[Items listed in a dataset]
======

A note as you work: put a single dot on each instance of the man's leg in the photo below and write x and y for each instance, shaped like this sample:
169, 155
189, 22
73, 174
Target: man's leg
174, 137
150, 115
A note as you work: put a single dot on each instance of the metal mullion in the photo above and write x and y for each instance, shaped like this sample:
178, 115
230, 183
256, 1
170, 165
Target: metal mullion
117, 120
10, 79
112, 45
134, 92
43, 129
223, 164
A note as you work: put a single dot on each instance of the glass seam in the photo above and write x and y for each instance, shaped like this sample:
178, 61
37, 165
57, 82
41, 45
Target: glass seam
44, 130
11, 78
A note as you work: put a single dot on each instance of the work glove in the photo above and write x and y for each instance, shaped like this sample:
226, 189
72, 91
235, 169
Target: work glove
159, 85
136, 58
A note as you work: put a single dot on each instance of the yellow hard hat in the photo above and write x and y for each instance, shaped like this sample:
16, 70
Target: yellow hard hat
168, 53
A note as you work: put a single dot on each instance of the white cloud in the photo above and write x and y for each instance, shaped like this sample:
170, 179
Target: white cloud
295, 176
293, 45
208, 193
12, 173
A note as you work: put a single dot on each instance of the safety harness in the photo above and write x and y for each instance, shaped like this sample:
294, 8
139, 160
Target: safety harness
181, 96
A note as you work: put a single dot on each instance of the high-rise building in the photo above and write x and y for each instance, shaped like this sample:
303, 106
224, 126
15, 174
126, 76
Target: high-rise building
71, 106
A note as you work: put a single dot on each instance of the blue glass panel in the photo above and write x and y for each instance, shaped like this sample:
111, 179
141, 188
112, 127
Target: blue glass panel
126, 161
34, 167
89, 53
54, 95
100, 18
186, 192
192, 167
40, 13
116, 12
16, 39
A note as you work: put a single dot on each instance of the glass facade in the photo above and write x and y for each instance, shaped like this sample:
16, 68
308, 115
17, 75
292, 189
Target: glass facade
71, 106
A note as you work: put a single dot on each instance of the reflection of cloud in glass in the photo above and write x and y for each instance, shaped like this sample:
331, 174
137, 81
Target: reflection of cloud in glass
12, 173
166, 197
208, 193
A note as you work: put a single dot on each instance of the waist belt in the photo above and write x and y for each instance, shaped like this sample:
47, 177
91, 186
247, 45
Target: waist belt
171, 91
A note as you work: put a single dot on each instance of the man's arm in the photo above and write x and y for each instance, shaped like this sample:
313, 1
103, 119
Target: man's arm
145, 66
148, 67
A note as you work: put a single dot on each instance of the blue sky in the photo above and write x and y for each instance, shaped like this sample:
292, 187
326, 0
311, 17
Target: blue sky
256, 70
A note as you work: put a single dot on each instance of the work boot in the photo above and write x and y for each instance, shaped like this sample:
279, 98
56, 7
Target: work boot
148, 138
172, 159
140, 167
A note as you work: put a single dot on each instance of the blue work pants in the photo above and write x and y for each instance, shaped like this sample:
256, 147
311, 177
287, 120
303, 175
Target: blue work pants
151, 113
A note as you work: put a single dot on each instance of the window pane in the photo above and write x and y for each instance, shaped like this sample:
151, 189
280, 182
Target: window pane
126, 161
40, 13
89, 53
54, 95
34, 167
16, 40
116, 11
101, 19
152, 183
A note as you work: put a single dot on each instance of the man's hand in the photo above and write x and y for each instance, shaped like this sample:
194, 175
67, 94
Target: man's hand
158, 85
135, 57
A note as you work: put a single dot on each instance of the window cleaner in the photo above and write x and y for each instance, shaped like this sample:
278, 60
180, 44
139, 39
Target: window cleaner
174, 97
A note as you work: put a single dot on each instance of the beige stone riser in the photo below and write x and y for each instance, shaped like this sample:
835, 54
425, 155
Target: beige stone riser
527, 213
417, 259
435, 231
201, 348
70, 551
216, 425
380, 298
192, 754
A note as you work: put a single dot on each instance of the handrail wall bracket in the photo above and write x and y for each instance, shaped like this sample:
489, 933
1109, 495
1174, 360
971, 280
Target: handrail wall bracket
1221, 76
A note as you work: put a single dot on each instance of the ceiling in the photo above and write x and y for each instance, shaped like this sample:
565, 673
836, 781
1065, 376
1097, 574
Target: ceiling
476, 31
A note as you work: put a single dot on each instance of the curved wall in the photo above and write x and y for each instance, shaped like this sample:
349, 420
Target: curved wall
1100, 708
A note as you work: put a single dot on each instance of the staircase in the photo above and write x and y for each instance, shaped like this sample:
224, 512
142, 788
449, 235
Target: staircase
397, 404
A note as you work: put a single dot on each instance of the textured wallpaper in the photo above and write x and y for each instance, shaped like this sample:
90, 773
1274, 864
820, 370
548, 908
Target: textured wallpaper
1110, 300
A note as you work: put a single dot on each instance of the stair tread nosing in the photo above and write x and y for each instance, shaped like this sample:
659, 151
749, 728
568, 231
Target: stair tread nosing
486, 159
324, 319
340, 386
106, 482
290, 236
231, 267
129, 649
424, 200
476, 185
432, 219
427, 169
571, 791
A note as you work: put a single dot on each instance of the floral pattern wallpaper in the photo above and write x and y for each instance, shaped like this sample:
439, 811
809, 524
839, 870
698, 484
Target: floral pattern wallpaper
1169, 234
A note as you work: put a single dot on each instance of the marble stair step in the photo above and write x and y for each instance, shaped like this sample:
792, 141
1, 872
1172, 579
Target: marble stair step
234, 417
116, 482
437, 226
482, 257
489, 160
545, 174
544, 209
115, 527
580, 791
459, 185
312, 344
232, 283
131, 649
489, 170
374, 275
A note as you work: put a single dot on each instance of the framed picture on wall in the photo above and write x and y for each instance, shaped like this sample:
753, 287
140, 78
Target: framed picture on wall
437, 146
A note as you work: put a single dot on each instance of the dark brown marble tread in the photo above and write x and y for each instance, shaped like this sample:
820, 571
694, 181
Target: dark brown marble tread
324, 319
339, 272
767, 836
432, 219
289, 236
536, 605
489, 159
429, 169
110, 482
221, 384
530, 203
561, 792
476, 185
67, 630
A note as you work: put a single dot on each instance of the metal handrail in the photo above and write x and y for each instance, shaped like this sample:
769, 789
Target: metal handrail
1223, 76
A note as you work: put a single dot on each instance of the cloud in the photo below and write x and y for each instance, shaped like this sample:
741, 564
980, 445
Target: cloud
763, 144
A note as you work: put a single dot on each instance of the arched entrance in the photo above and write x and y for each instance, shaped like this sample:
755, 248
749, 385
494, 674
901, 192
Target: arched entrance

======

## Brief
Repeat the data above exactly.

## Expected answer
A note as you work: put a single dot on each instance of the man's leg in the photo below and write x and y for each instance, shaped like this sample:
169, 155
189, 22
73, 174
Target: man's leg
174, 137
150, 115
A note as you work: put a single dot on each instance of the metal mullion in the photo above and write x and y for each instance, shaped like this sample:
178, 115
230, 183
256, 1
170, 165
Target: metal mullion
117, 120
10, 79
112, 45
134, 92
43, 129
223, 164
A note as you work: put a single dot on each instance of the glass seam in the photo above and write x and y for each instance, shaped like this sample:
178, 61
37, 165
57, 82
41, 45
Target: glass seam
44, 130
11, 78
A note as you work: put a single dot on each instance of the work glove in the photo above and write x and y for each instance, shaped like this sample:
226, 189
72, 91
235, 169
Target: work glove
159, 85
136, 58
A note as you work: put a single dot on each instance of the yellow hard hat in the photo above and write x and y for each instance, shaped like this sample:
16, 70
Target: yellow hard hat
168, 53
A note as you work: put a single dot on each instance of the white cloud in the photo above and write x and y for each instance, shaped like this sample:
170, 179
Target: white cloud
295, 176
293, 45
208, 193
12, 173
A note as you work: put a single dot on each instance of the safety harness in the photo above and write x and y for each instance, shaped like this sample:
294, 8
139, 160
Target: safety harness
181, 96
A note as you work: put a single dot on each instance of the high-rise building in the photo above and write x and y for each instance, shaped like this sample:
303, 106
224, 126
15, 174
126, 76
Target: high-rise building
71, 106
A note as you work: put a single dot on each instance of the blue glass panel in the photo above and write x and y for each instance, shaped like this sample:
111, 179
141, 188
112, 127
Target: blue glass panel
126, 161
34, 167
89, 53
54, 95
100, 18
186, 192
192, 167
40, 13
116, 12
16, 39
A note as you work: put a single dot on each instance of the glass facade in the photo above and write x and y for each instance, shaped like this sample:
16, 68
308, 115
17, 75
292, 189
Target: glass facade
71, 106
A note as you work: put a single dot on each instance of the reflection of cloud in glass in the photo above and write x and y for each instance, shaped like this sample:
331, 174
137, 81
Target: reflection of cloud in glass
12, 173
166, 197
208, 193
A note as you work: put a single dot on each instance of the waist belt in the photo above and write x and y for each instance, shaped like this sample:
47, 177
91, 186
247, 45
Target: waist belt
171, 91
A note as you work: put a single dot on each instance of the man's arm in the photo above and write x and y for each instance, shaped like this sample:
313, 1
103, 119
Target: man's arm
145, 66
148, 67
A note as you work: put a single dot on each instance of the blue sky in the photo above and write x and y for each instance, shaped like this sample:
292, 187
326, 0
311, 17
Target: blue sky
256, 70
A note as you work: put a single dot on each instance of the work boot in the photo above and write x and y for each instance, shaped like this sample:
279, 98
56, 7
Target: work boot
148, 138
172, 159
140, 167
A note as you work: put a single dot on each instance of the blue work pants in the photo above and write x and y for each instance, shaped like this sample:
256, 147
311, 177
287, 120
303, 175
Target: blue work pants
151, 113
A note as you work: put a single dot on each instance of the window pane in the photo above and write x and y for each instance, shaped like this sample:
151, 189
280, 182
Target: window pane
126, 161
40, 13
89, 53
54, 95
34, 167
16, 40
116, 11
101, 19
152, 183
A note as you work: put a single dot on each instance of the man's hand in the photo above and write x and y for each instance, shaped like this sample:
194, 175
67, 94
Target: man's hand
158, 85
135, 57
A note as you work: put a single dot on each instance of the window cleaner in the photo above and write x and y for each instance, shaped like this sample:
278, 60
180, 44
139, 39
Target: window cleaner
174, 97
A note as you work: put a single dot on each instance of the beige stone riser in the photo below and write x and y for each instance, shaped like this sample:
835, 54
425, 155
Target: beige stone riser
527, 213
417, 259
435, 231
201, 348
70, 551
216, 425
380, 298
192, 754
A note as you work: put a single dot on each instance of the handrail wall bracket in the photo above and write x and y for each instance, shaped like this sample:
489, 933
1109, 495
1174, 360
971, 280
Target: handrail wall bracket
1221, 76
A note as you work: put a single dot on each instance of the ceiling in the photo above and write x and y for each instance, shaped like this sample:
565, 673
836, 781
1065, 376
1097, 574
Target: ceiling
476, 31
A note as you work: put a single dot on each instance of the curved wall in the photo above and write x and y for each instance, shaped like this sample:
349, 420
Target: curved wall
1100, 708
A note as you work: put a single dot on each instance of the staircase in the photo above and write x and y for each instance, shaped like this sample:
224, 512
142, 788
449, 235
Target: staircase
397, 404
A note as you work: put a single dot on each instance of the textured wallpaper in the photo above and write x and y for each instance, shaped like this sample:
90, 773
1274, 864
820, 370
548, 908
Target: textured wallpaper
1110, 300
A note as you work: put a single dot on each instance of the stair tread nosing in the photo above and write x and y for each instance, shaped like this sample:
659, 151
749, 728
568, 231
Target: stair tread nosing
486, 159
324, 319
340, 386
106, 482
290, 236
231, 267
129, 649
424, 200
476, 185
432, 219
427, 169
571, 791
A note as you work: put a single dot on each instance of the floral pattern wallpaper in the photo above and write x and y for each instance, shaped like this sample:
439, 811
809, 524
839, 870
698, 484
Target: floral pattern wallpaper
1169, 234
A note as you work: put a single dot on each instance of the marble stair step in the photo above and write x and y for each instance, shaped like this sample:
792, 141
1, 872
1172, 579
Target: marble stair step
234, 417
116, 482
437, 226
482, 257
489, 160
545, 174
544, 209
115, 527
580, 791
459, 185
312, 344
232, 283
131, 649
489, 170
374, 275
A note as you work: put a single dot on each instance of the framed picture on wall in the photo above and write x and y for each instance, shaped like this sample:
753, 287
140, 78
Target: framed picture on wall
437, 146
A note as you work: put a single dot on each instance of the dark brown marble tread in the photo above and write x and y for each instance, shaped like this sample:
820, 571
694, 181
Target: dark brown marble tread
324, 319
339, 272
767, 836
432, 219
289, 236
536, 605
489, 159
429, 169
110, 482
221, 384
530, 203
561, 792
476, 185
67, 630
A note as you work: put a single dot on each instance of the metal handrail in the photo above and write x and y for each instance, shaped like this sample:
769, 789
Target: metal handrail
1223, 76
A note as you work: put a single dot on each instance of the cloud in the photo below and write x and y for each instance, shaped like this sample:
741, 564
980, 445
Target: cloud
763, 144
A note as you work: put a single dot on each instance of the arched entrance in the photo above and write x and y for each instance, shaped like this sample:
755, 248
749, 385
494, 674
901, 192
Target: arched entrance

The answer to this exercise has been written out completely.